EXTRACT TO READ

I used to think that my sin only affected me, especially when it didn’t involve others. I was content living in my sin, thinking it was solely my issue. But I’ve learned that sin is like a disease—it spreads and corrodes everything it touches. I saw this clearly before the summer of 2023 when I missed an important opportunity to connect with the teens at camp because I was preoccupied with my sin. I had prioritized my sin over an opportunity God had given me. My actions compromised my values and impacted the people I deeply care about—those whom God had entrusted to me. I realized then that sin never delivers on its promises.
Back to Camp -Redemption
After spending time with Anna, I returned to camp. With camp now in its rental season, priorities had shifted, but help was still needed, so I offered my assistance in the kitchen. During my first week back, I shared a room with a young woman, and over that time, a beautiful friendship blossomed. This friendship became a redemption arc for me.
I had always thought I was good at making friends, but my experiences overseas made me question that. I realized I had been trying to connect with people in ways that didn’t always align with their cultural norms. But this new friendship showed me that I wasn’t solely responsible for those failed relationships.
A Fever Dream
As my new friend moved on to different adventures, I faced the decision of where I wanted to live. Initially, I had been staying in a highly coveted cabin, but when my roommate moved out, I opted for a smaller space. I was then offered the first aid room, where I had lived during my year-round camp stay. That time at camp was difficult, as I struggled to build connections, lacked companionship, and fought loneliness. I didn’t want to move back into that room, while it was a good space for that time, all those emotions still lived in that room. I chose to move to another location. However, moving to a new place didn’t come without its own setbacks.
I was excited to move into a new place, but as soon as I did, a wave of hopelessness flooded over me. It felt as if the past year hadn’t happened. It was like it was all a fever dream, and I was back at square one. Depression set in, and old patterns came back. I thought, “How did I get back here?” As I realized what was happening, I had to remind myself, “This is only temporary.” I wasn’t going to be here forever; this was just for a time.
The Next Chapter
The next chapter started with a funeral and ended in a birth, reminding me how life can be taken but also given. During the next phrase God brought new life into this world with the birth of my niece. I have only covered a part of my time at home, as I spent total of five months in Canada. At the end, Canada began to lose its appeal. God orchestrated it that way so that I would return to the field, to the place I find myself now.
What a such it relief to return home, to be back in Canada. It felt like I could finally breathe again, my lungs filling with air for the first time in a long time. These reunions were incredibly rewarding, especially after a year filled with so many hardships. I had made it! I had fought the good fight, and now I was home—no longer needing to fight, but simply able to be. I cherished the time spent just being with my family and friends.
Thank you for your prayers and support throughout this journey. I couldn’t have finished without you. The words of encouragement and wisdom you shared will always be treasured in my heart. They were the fuel that kept me moving forward, pressing toward the goal.
I have fought the good fight, I have finished the race, I have kept the faith.

ASSIGNED TASK
Decide whether each of the following statements agrees with the camp reflection above, answering yes or no and quoting the words of the reflection that settle it. (a) On returning to camp, the writer offered to help in the kitchen. (b) The writer moved back into the first aid room. (c) During the first week back, the writer shared a room with a young man.

DATA PROVIDED
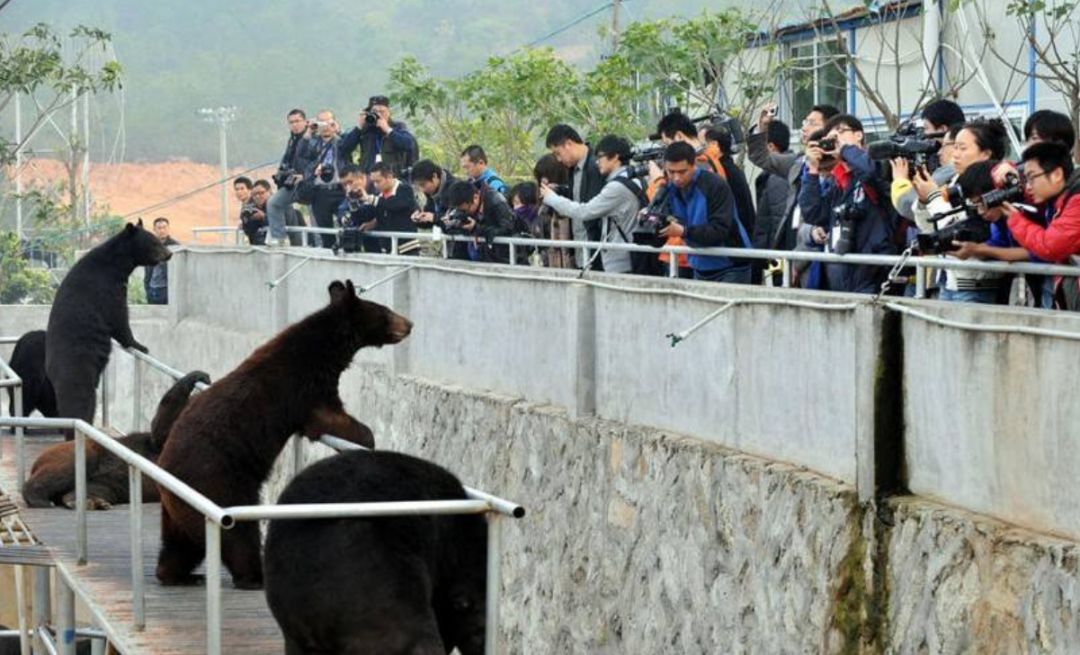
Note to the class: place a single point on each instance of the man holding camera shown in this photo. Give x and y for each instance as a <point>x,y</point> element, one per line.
* * *
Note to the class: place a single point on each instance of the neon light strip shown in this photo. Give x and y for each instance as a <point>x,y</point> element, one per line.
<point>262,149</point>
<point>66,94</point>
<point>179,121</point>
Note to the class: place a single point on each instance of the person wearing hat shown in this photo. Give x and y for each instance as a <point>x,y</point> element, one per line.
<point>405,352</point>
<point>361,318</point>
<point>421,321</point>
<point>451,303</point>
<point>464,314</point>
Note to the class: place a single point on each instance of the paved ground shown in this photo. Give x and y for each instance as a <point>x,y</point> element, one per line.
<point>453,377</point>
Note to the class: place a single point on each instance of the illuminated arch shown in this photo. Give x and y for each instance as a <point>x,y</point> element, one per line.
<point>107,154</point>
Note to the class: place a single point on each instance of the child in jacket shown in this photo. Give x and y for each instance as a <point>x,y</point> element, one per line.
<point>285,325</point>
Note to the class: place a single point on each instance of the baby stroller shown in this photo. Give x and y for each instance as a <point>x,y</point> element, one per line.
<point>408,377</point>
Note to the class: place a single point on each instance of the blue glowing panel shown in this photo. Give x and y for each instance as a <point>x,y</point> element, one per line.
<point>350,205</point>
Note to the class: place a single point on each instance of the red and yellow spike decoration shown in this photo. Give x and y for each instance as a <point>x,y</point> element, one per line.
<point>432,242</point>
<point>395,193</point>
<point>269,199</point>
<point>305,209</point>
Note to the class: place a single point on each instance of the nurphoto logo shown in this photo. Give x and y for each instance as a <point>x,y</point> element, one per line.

RESPONSE BELOW
(a) Yes: "so I offered my assistance in the kitchen."
(b) No: "I chose to move to another location."
(c) No: "I shared a room with a young woman"